PROVIDED INFORMATION

■ ■ ■ ■ ■

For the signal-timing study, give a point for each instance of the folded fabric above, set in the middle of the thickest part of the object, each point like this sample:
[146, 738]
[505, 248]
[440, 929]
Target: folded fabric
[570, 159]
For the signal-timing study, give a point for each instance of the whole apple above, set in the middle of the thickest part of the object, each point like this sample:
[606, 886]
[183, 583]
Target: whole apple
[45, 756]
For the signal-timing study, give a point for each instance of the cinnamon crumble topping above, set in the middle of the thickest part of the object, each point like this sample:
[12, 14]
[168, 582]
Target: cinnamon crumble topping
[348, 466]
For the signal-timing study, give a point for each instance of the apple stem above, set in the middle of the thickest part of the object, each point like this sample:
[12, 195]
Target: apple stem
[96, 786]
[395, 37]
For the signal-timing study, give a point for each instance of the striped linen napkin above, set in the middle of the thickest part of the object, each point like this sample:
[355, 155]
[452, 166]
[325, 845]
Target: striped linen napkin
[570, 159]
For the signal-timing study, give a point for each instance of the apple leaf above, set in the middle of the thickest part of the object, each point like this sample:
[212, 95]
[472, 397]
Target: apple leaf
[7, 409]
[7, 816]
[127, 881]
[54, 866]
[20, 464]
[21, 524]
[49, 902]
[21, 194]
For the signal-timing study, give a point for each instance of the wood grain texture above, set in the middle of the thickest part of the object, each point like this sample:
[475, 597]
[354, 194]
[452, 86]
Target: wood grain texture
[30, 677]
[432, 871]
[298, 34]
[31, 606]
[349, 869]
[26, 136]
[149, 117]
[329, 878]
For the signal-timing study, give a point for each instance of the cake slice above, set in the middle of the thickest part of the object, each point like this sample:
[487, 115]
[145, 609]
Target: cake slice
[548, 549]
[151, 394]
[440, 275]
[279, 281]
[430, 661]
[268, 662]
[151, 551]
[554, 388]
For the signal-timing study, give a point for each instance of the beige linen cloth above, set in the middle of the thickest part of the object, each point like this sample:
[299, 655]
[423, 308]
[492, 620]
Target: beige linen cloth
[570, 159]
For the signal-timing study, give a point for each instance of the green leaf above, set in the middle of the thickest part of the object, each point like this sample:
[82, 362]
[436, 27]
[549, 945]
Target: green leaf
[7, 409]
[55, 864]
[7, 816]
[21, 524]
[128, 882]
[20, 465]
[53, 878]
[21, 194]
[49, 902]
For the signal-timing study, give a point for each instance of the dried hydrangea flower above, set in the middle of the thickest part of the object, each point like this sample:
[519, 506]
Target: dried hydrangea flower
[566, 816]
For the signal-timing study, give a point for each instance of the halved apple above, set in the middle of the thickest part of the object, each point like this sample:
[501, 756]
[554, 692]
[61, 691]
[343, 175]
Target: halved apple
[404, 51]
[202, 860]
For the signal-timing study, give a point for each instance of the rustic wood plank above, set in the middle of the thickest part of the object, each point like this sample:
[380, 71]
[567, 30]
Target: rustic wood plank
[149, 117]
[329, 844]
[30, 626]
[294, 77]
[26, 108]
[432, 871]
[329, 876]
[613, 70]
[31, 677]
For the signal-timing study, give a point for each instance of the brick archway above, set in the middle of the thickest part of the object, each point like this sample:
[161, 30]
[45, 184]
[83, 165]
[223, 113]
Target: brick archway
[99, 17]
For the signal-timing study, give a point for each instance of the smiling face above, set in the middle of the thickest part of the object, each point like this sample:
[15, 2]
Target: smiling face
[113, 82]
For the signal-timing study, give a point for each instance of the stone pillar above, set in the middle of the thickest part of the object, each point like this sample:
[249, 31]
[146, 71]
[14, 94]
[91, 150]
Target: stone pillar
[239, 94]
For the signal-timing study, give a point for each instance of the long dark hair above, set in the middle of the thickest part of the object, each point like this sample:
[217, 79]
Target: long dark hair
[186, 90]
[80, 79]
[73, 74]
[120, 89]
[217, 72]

■ ■ ■ ■ ■

PROBLEM REQUIREMENTS
Reproduce all of the data exactly as given.

TASK ANSWER
For the signal-timing study, give a point for each instance of the folded fabric above, set in the middle of the thickest part of the object, each point like this sample:
[146, 738]
[505, 248]
[440, 929]
Target: folded fabric
[570, 159]
For the signal-timing study, give a point for each instance of the whole apple above, set in the middle of the thickest part of the object, each point like this sample:
[606, 886]
[183, 583]
Target: whole apple
[45, 756]
For the signal-timing study, give a point for each instance of the cinnamon crumble topping above, set in the middle of the thickest part of the object, each point like this sample:
[12, 14]
[168, 582]
Target: cinnamon crumble topping
[348, 466]
For the signal-timing study, give a point for each instance of the apple stem above, set in the middle of the thickest part of the object, each point like this sample:
[12, 195]
Target: apple stem
[96, 786]
[395, 37]
For the signal-timing study, give a point for each instance of the striped linen napkin above, set in the middle of the thickest part of the object, each point like this sample:
[355, 155]
[452, 166]
[325, 845]
Target: striped linen napkin
[570, 159]
For the signal-timing study, give a point for each instance of the apple leaf above, set in the middle of the thickest part of the object, each point like this sample:
[212, 95]
[472, 397]
Target: apple leaf
[7, 409]
[7, 816]
[127, 881]
[54, 866]
[20, 464]
[21, 524]
[49, 902]
[21, 194]
For the signal-timing study, give a point for each instance of the wood grain texture above, set in the middle of the thickest part of the object, each point like this sample:
[475, 597]
[354, 194]
[452, 86]
Target: wood grain texture
[30, 677]
[432, 871]
[298, 34]
[31, 606]
[349, 869]
[26, 136]
[149, 117]
[329, 878]
For the signal-timing study, give a point for each instance of the cake slice above, set in the middle of the thickest part of the object, each point like this sample:
[487, 115]
[145, 609]
Target: cake slice
[548, 549]
[151, 394]
[440, 275]
[279, 281]
[430, 661]
[268, 662]
[151, 551]
[554, 388]
For the signal-timing study, give a point for each instance of the beige linen cloth above, set in the middle of the thickest part of the object, each point like this sample:
[299, 655]
[423, 308]
[492, 620]
Target: beige linen cloth
[570, 159]
For the signal-timing study, give a point for each instance of the green leaf above, set in the middle of the thickest part of the object, each point like this sample:
[82, 362]
[436, 27]
[549, 945]
Target: green leaf
[7, 409]
[55, 864]
[7, 816]
[21, 524]
[128, 882]
[20, 465]
[53, 878]
[21, 194]
[49, 902]
For the signal-timing study, give a point for each instance of the dried hydrangea flower above, set in the middle of the thickest part of the object, each point like this sample:
[519, 506]
Target: dried hydrangea flower
[566, 816]
For the signal-timing study, give a point for each instance of the halved apple above, set in the middle of the thickest part of the object, each point like this sample:
[501, 756]
[554, 692]
[61, 691]
[343, 175]
Target: halved apple
[404, 51]
[202, 860]
For the signal-timing study, give a point for each instance of the rustic wood plank above, set in the middle of the thickest part of the object, each point like this sample:
[380, 71]
[567, 30]
Target: rustic wood plank
[149, 117]
[329, 844]
[30, 626]
[294, 77]
[26, 108]
[432, 871]
[329, 876]
[613, 70]
[31, 677]
For the signal-timing study, give a point for each instance of the brick archway above, set in the middle of the thickest part of the object, each point like this sample:
[161, 30]
[45, 184]
[83, 165]
[223, 113]
Target: brick archway
[99, 17]
For the signal-timing study, give a point for each instance of the smiling face above, set in the middle of the thickest part of the object, each point like this sample:
[15, 2]
Target: smiling face
[113, 82]
For the signal-timing study, give a point for each instance of the stone pillar above, set in the middle of the thickest part of the object, each point like this sample:
[249, 31]
[146, 71]
[14, 94]
[91, 150]
Target: stone pillar
[239, 94]
For the signal-timing study, give a point for each instance of the long dark hair above, set in the middle of the thickest part of the object, each point like this sample:
[217, 79]
Target: long dark hair
[186, 90]
[80, 79]
[73, 74]
[120, 89]
[217, 72]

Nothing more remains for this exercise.